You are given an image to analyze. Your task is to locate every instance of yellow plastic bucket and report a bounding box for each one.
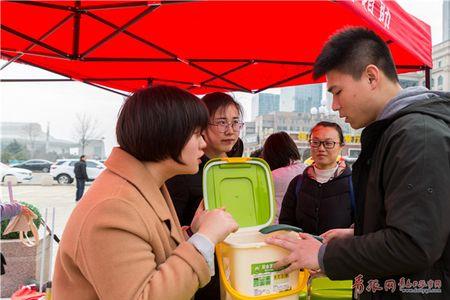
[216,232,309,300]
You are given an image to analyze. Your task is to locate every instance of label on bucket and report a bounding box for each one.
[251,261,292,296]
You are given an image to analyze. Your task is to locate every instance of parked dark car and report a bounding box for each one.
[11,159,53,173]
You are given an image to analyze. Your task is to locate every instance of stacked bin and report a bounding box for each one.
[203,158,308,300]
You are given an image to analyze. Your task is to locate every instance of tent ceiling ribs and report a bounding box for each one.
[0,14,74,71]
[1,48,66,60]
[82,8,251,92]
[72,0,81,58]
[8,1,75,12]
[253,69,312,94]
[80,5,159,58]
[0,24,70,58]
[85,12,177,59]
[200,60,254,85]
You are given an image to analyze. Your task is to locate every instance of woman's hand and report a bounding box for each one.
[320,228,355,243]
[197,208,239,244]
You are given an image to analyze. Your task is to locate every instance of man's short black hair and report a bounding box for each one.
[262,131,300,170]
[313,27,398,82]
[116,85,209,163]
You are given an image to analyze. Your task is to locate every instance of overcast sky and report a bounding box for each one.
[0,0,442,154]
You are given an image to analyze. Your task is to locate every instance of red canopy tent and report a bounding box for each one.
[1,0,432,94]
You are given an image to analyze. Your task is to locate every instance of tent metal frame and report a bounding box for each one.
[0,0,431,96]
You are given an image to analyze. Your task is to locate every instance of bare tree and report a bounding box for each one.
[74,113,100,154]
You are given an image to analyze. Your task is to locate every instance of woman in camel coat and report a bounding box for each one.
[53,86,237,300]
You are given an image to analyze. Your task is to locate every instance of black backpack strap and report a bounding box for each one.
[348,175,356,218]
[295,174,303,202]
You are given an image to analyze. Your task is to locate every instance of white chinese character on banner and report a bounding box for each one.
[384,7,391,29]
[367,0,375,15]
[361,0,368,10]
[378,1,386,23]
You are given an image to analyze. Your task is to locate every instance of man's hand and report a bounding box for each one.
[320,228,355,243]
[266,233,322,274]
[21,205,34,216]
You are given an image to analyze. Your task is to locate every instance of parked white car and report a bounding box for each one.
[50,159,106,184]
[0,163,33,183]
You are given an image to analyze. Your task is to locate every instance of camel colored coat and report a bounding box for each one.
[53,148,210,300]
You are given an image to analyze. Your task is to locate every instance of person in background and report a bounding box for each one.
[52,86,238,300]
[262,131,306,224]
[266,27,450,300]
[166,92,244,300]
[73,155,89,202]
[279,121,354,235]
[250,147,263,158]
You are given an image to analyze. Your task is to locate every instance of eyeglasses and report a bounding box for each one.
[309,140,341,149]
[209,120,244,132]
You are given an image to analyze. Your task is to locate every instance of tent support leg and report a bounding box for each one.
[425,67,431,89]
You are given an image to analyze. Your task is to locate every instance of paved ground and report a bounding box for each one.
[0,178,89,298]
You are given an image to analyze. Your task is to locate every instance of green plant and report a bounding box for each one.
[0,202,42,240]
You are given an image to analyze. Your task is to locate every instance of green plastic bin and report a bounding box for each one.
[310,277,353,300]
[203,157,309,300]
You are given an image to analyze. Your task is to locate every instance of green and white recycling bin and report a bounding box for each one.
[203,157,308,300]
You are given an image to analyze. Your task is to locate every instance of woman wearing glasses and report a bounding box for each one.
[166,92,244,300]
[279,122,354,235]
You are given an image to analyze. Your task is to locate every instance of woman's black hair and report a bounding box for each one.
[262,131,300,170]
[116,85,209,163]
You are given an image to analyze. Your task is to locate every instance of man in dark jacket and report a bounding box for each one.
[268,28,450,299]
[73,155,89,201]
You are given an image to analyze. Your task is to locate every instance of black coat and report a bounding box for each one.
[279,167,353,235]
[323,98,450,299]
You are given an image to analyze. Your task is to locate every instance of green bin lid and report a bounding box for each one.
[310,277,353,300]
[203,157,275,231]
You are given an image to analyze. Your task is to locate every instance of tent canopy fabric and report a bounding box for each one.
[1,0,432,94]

* * *

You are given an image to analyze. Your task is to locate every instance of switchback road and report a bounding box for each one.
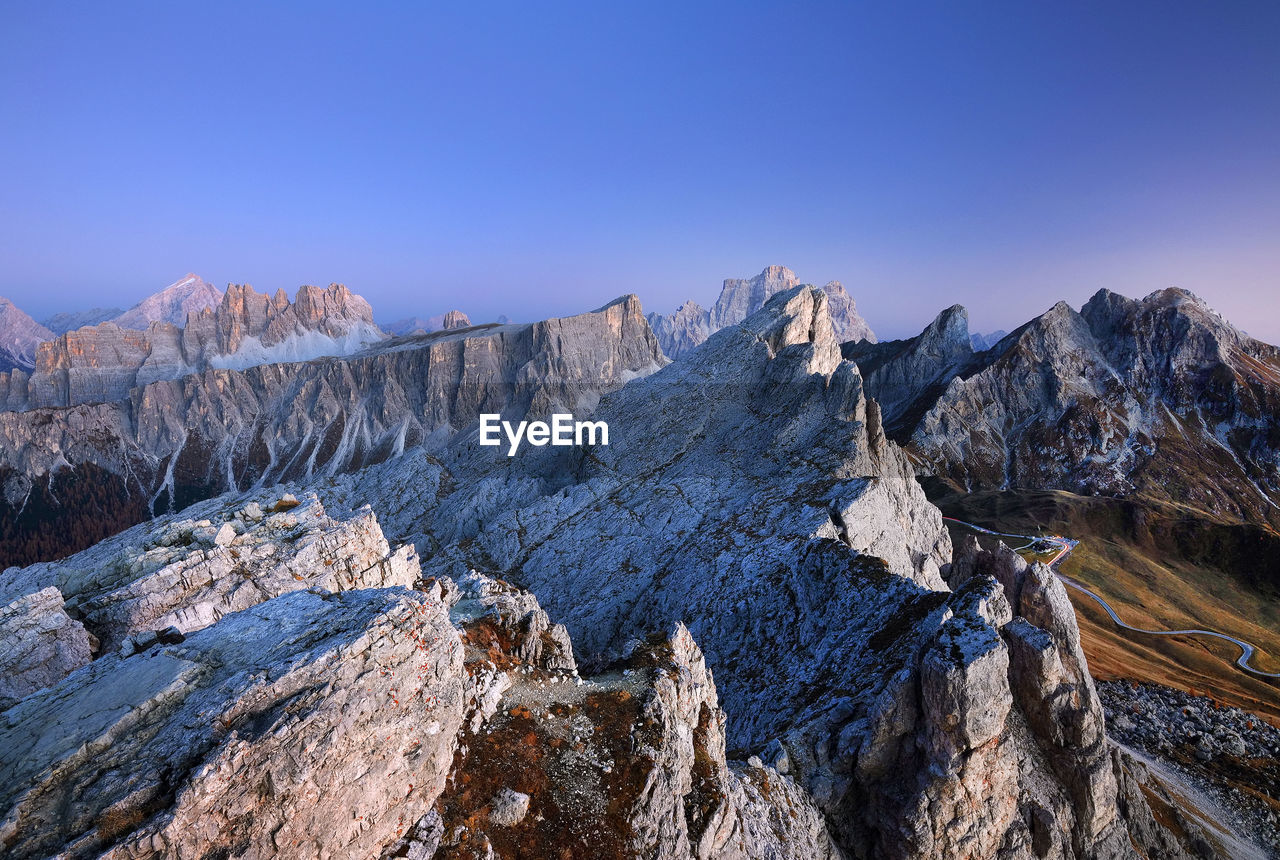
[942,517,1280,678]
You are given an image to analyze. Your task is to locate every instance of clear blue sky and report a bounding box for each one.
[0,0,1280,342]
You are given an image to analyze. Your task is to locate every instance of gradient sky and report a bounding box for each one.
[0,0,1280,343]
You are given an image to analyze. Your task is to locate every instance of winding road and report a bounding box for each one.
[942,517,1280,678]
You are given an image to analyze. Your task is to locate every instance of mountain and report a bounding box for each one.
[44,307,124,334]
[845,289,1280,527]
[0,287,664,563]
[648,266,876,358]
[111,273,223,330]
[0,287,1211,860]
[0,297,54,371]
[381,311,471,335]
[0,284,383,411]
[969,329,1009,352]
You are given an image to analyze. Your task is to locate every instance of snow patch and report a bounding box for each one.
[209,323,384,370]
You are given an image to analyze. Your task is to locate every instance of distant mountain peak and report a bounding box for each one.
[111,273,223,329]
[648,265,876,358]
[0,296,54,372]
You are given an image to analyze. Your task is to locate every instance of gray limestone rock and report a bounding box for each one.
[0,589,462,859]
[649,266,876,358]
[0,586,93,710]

• Work instructions:
Rescale the records between the line holding "of tent ceiling" and the line holding "[197,208,239,244]", both included. Copy the requests unchanged, and multiply each bounding box coordinate by 2, rounding to whole numbers with halves going up.

• Complete output:
You are given an image to analyze. Your task is to locate every instance of tent ceiling ribs and report a bounding box for each one.
[0,28,148,142]
[2,96,132,120]
[164,16,502,184]
[144,0,162,116]
[16,2,150,24]
[506,138,624,188]
[160,10,318,116]
[0,48,140,116]
[170,24,354,118]
[400,120,508,170]
You are given an image to analyze. Your task is to locate every instance of woman's hand and report a bounding box for each one.
[640,456,710,486]
[394,416,478,488]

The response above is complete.